Required work: Quote the crowdmatching post word for word from "A good income" to "need less salary.)".

Excerpt provided:
___

I might believe in crowdmatching. Let’s make some assumptions!

Screenshot from 2020-08-27 11-18-58

Let’s assume $10.000.000 per month is enough for every project.

And assume that people are willing to donate $100 a month for a thriving project. (I donated 100€ per month to 2 universal basic income projects each, for over a year. I really believe in the idea. It would change our situation here completely!)

But will there be 100.000 patrons which are willing to contribute $100 a month?

(there would be still more people willing to contribute less than there are people willing to contribute $100. how to allow that?)

A good income might be $5,000 per month? So we can have 2000 employees. (A little less, because we have other expenses, but salary is the biggest. Some might need less salary.)

Does any single project need 2000 employees? Unity has “more than 2000”, but does Godot really need 2000 paid contributors to be the best game engine? Does Gimp need 2000 to be the best image editing program? Probably not?

Assume getting the project funded is more important than that everyone can afford to contribute.

You argued:

It is democratic, because everyone pays the same and people with more money can’t get more power over the project.

With a $100 contribution, only people with more money can afford to contribute and might have power over the project. They could threaten the project, that they collectively stop contributing when the project won’t act in their interest.

So, what i want is a practical calculation how crowdmatching would work for small, medium and big projects. Having that in the more detailed about pages would give people a deep understanding, that this is realistic.

We need a buffer, so the employed people can save money (or is that included in living wage?) and the project can also save for unsteady patron numbers. (Add X% to income and X% to total) A sustainable project should have savings for X month to continue.

___

Data rows:
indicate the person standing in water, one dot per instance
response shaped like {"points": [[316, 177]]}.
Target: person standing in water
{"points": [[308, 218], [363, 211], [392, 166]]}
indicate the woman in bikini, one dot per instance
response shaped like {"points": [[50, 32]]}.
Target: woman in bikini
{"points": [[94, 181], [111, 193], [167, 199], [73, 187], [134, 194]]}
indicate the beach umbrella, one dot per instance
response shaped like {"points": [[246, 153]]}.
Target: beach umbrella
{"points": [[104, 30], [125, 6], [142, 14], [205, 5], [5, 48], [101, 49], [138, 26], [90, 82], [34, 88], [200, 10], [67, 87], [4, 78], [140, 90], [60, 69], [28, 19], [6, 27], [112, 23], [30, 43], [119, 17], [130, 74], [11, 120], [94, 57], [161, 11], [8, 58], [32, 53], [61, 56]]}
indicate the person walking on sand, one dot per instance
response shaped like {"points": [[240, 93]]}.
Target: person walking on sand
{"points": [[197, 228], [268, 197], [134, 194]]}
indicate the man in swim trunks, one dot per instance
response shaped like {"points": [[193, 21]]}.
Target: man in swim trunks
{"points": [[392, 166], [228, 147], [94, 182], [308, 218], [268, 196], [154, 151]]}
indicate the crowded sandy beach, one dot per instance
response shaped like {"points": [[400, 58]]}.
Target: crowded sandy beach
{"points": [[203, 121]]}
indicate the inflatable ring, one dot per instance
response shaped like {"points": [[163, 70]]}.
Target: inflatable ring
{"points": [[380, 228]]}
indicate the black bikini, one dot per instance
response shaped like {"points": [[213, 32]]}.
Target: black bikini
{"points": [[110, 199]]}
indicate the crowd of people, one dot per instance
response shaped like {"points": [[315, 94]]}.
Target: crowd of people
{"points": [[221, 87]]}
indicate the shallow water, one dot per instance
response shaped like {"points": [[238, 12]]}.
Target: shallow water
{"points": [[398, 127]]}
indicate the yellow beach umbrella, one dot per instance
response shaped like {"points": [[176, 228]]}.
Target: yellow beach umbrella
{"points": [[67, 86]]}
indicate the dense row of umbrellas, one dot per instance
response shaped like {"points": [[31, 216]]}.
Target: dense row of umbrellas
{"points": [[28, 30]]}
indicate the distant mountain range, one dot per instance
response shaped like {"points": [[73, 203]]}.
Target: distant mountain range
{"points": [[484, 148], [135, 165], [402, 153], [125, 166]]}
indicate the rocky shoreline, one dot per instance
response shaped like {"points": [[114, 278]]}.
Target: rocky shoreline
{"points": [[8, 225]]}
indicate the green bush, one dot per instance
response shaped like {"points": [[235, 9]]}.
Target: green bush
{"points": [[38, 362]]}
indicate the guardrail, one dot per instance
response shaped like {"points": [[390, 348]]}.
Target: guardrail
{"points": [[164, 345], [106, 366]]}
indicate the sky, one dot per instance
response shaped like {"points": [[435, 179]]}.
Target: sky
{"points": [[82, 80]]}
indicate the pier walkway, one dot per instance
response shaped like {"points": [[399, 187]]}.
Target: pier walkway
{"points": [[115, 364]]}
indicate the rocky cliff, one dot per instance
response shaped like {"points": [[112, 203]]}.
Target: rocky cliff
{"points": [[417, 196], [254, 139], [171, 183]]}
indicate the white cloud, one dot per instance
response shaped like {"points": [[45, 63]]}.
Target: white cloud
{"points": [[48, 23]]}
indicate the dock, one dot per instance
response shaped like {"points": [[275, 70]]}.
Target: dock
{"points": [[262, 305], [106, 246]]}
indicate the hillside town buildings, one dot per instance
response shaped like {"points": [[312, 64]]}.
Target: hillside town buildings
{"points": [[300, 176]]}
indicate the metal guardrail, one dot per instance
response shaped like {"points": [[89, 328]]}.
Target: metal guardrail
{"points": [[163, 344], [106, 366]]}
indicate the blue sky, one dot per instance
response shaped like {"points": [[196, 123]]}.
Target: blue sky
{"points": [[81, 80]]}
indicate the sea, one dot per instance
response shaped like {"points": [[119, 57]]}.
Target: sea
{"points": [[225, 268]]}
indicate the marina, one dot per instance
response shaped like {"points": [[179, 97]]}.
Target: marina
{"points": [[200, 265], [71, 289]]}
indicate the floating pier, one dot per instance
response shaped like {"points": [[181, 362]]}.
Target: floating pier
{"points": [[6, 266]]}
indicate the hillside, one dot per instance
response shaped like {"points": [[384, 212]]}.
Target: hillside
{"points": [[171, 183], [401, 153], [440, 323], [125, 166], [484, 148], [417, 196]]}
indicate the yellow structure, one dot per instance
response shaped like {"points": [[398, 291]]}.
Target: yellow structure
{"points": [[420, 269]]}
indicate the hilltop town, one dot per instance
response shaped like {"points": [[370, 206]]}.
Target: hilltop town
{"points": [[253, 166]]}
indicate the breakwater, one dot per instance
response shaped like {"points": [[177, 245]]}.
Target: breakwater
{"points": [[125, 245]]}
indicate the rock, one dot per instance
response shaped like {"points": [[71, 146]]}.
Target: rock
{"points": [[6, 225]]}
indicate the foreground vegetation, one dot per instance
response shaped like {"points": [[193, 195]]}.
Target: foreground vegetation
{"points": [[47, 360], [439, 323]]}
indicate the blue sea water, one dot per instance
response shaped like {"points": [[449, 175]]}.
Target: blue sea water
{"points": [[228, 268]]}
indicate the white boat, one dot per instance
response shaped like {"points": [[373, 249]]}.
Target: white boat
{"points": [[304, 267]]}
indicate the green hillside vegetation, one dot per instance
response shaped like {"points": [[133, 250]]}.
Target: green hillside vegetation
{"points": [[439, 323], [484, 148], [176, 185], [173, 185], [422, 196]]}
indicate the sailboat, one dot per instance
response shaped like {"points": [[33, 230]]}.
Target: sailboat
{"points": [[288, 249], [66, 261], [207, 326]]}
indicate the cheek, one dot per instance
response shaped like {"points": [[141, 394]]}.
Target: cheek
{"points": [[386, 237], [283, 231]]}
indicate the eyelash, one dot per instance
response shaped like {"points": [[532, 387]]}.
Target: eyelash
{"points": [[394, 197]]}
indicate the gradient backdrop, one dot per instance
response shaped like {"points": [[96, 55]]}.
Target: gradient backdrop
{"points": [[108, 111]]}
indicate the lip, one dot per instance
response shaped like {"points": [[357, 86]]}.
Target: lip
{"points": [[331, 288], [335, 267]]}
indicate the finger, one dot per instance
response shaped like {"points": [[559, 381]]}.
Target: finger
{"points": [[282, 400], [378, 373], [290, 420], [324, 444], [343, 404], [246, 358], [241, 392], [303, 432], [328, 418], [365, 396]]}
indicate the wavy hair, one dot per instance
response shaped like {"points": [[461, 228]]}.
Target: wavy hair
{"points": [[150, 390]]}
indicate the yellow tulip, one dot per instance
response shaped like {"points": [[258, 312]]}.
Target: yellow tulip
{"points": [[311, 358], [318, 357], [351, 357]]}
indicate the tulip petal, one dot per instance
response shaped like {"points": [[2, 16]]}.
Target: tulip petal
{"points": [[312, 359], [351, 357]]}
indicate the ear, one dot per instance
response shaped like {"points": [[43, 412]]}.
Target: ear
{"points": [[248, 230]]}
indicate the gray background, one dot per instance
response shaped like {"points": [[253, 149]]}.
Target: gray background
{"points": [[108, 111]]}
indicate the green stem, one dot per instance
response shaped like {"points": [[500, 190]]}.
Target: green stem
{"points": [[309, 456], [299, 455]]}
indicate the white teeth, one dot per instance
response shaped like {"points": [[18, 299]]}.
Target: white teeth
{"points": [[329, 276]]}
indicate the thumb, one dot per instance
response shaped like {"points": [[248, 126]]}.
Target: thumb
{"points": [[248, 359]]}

___

Final result:
A good income might be $5,000 per month? So we can have 2000 employees. (A little less, because we have other expenses, but salary is the biggest. Some might need less salary.)